-- SOURCE DOCUMENT follows --

The unpleasant implications also apply to any mistakes that have been made during filing of the tax returns. This is something to consider for those intending to file their own tax returns. In this article, we will tell you the important things you must be aware of before filing your personal tax returns.

The Essential

Under this section, we have listed the primary details highly relevant for those who have tax obligations. We also intend to guide those new to the taxation system altogether.

Applying for a Social Insurance Number

It is an unspoken rule in Canada to apply for a Social Insurance Number (SIN) before starting your first job. This unique 9-digit number is primarily allotted by the Canadian Government for the purpose of taxation. Applying for a SIN number is the first step in ensuring you are taxed the correct amount. You can also apply for a SIN number online with the right credentials.

Accounting for the Tax-free Threshold

There is a certain amount you can earn without having to pay taxes for that sum. This is known as the ‘tax-free threshold’ in Canada, where you’re only entitled to pay tax if you cross the tax-free threshold. You can contact tax specialists for details about the latest threshold.

-- SOURCE DOCUMENT concluded --
-- DATA EXCERPTS follows --

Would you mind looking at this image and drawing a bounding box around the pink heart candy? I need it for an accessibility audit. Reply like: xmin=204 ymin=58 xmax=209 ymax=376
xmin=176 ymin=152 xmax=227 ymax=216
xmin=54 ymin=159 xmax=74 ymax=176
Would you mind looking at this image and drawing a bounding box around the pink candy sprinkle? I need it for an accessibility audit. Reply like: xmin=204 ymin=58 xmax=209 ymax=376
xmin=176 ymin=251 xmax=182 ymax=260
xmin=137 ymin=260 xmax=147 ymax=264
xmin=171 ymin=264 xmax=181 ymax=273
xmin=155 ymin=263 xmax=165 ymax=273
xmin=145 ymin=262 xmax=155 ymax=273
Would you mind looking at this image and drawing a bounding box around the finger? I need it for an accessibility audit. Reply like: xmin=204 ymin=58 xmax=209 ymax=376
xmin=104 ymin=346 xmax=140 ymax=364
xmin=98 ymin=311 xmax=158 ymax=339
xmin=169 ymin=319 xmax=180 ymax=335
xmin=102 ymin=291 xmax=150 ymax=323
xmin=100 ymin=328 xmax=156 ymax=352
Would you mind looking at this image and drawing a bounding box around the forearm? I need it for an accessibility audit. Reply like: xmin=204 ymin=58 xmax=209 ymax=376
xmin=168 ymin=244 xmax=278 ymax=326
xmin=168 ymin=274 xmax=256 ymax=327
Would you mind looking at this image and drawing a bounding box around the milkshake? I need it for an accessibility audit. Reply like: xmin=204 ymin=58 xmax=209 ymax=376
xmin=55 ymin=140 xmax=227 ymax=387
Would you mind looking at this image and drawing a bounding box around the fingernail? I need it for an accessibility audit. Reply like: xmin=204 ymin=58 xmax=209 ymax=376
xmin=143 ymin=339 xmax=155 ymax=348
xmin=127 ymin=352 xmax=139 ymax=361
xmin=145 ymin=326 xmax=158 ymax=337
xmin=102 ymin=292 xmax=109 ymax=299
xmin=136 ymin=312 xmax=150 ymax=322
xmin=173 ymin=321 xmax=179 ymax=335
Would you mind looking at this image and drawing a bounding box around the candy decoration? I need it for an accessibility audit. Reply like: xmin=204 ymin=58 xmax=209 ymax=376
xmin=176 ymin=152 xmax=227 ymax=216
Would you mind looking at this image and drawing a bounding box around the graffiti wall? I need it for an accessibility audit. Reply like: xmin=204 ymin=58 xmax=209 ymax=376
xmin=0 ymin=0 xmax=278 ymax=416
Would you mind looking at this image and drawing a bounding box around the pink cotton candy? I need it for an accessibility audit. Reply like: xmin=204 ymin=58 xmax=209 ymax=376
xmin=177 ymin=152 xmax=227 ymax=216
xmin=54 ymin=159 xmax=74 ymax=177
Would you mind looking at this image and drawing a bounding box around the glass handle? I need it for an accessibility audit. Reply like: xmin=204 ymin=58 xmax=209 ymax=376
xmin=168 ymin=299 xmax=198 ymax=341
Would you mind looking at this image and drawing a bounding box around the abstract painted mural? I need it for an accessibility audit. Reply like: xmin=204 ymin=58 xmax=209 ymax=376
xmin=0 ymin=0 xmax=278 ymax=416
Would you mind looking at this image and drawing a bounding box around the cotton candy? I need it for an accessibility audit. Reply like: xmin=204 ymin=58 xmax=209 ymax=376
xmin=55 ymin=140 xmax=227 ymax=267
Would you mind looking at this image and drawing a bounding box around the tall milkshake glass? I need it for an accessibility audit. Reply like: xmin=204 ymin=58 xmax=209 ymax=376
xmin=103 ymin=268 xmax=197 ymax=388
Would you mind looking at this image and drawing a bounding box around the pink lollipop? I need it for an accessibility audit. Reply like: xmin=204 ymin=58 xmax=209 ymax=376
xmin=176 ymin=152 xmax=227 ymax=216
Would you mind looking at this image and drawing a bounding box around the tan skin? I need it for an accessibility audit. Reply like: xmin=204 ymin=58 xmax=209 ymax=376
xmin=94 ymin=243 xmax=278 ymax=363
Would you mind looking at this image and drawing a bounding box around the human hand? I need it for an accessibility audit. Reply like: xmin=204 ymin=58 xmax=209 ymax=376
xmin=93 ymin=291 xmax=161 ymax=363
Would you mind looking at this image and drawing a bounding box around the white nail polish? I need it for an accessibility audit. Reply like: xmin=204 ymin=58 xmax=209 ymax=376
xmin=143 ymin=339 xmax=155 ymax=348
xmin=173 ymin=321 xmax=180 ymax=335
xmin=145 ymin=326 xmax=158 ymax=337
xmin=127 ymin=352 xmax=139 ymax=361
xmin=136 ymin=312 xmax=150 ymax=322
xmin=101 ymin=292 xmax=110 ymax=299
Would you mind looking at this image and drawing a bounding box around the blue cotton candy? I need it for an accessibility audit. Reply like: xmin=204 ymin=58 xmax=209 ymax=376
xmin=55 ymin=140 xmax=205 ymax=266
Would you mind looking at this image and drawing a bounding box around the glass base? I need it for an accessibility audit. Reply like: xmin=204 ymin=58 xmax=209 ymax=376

-- DATA EXCERPTS concluded --

● **TASK LIST**:
1. Duplicate the stretch of the article on filing personal tax returns from "There is a certain" through "the latest threshold.".
2. Using the article on filing personal tax returns, answer these:
(a) How many digits does a Social Insurance Number have?
(b) Before what event is it an unspoken rule in Canada to apply for a Social Insurance Number?
(c) What is the amount a person can earn without paying tax on it called in Canada?

● **RESPONSES BY TASK**:
1.
There is a certain amount you can earn without having to pay taxes for that sum. This is known as the ‘tax-free threshold’ in Canada, where you’re only entitled to pay tax if you cross the tax-free threshold. You can contact tax specialists for details about the latest threshold.

2.
(a) 9 digits.
(b) Before starting your first job.
(c) The "tax-free threshold."